**Task details:** Please copy all of the lines below word for word, with every character unchanged.

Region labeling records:
---------------
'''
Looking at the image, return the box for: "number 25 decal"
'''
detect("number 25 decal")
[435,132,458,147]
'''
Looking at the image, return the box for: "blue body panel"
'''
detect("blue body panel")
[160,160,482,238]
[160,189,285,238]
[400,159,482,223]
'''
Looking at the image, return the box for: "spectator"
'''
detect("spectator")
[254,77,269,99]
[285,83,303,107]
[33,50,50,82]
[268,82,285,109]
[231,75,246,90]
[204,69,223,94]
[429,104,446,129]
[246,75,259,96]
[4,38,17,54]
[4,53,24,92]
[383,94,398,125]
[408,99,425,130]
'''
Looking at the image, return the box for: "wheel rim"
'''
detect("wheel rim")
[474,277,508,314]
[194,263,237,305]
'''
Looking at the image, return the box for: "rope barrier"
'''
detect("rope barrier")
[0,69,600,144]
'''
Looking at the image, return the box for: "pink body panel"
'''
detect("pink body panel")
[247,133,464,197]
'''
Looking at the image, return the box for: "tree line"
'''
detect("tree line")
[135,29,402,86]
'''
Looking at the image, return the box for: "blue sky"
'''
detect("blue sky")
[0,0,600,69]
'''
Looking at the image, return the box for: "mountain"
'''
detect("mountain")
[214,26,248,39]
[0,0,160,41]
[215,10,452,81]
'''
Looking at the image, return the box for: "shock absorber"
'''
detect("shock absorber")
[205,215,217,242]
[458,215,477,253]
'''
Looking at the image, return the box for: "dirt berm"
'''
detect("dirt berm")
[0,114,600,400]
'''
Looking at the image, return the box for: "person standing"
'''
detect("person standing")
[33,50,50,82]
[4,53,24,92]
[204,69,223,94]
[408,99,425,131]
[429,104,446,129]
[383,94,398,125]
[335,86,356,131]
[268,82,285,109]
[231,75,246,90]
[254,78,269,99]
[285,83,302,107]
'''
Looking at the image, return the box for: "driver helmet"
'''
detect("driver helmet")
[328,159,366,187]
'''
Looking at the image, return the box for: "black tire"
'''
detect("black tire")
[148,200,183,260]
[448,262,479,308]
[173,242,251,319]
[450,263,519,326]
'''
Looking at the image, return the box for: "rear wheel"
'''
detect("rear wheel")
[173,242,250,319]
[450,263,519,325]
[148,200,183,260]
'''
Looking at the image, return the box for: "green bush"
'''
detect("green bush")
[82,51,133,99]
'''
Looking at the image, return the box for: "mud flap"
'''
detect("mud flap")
---------------
**Answer to this problem:**
'''
Looking at the image, return the box for: "number 25 decal"
'''
detect("number 25 decal")
[435,132,458,147]
'''
Looking at the image, return the box for: "blue body panel"
'''
detect("blue body panel")
[160,160,482,238]
[160,189,285,238]
[400,159,482,223]
'''
Looking at the image, return the box for: "spectator"
'''
detect("spectator")
[254,77,269,99]
[285,83,303,107]
[33,50,50,82]
[268,82,285,109]
[231,75,246,90]
[204,69,223,94]
[429,104,446,129]
[246,75,259,96]
[4,38,17,54]
[4,53,24,92]
[383,94,398,125]
[408,99,425,130]
'''
Looking at the image, return the box for: "wheel rim"
'''
detect("wheel rim")
[474,277,508,314]
[194,263,237,305]
'''
Looking at the image, return the box for: "rope barrier"
'''
detect("rope barrier")
[0,69,600,144]
'''
Looking at the image, return the box for: "pink body panel"
'''
detect("pink body panel")
[247,133,464,197]
'''
Looking at the image, return the box for: "tree line"
'''
detect("tree line")
[135,29,402,86]
'''
Looking at the image, return the box for: "blue sky"
'''
detect("blue sky")
[0,0,600,69]
'''
Looking at the image, return the box for: "mountain"
'''
detect("mountain")
[214,26,248,39]
[0,0,160,41]
[215,10,452,81]
'''
Looking at the image, return the box for: "shock absorber"
'''
detect("shock absorber")
[205,215,217,242]
[458,215,477,253]
'''
Looking at the image, return the box for: "dirt berm"
'''
detect("dirt berm")
[0,114,600,400]
'''
Looking at the image, return the box for: "person standing"
'''
detect("person standing")
[33,50,50,82]
[4,53,24,92]
[204,69,223,94]
[408,99,425,131]
[429,104,446,129]
[383,94,398,125]
[335,86,356,131]
[268,82,285,109]
[231,75,246,90]
[254,78,269,99]
[285,83,302,107]
'''
Looking at the image, return the box for: "driver helmet"
'''
detect("driver helmet")
[328,159,366,187]
'''
Looking at the image, return the box for: "black tire"
'''
detect("black tire")
[148,200,183,260]
[448,262,479,308]
[173,242,251,319]
[450,263,519,326]
'''
Looking at the image, return the box for: "rear wheel"
'''
detect("rear wheel")
[173,242,250,319]
[450,263,519,325]
[148,200,183,260]
'''
Looking at the image, return the box for: "green bush"
'''
detect("green bush")
[82,51,133,99]
'''
Looking at the image, return the box for: "mud flap"
'''
detect("mud flap")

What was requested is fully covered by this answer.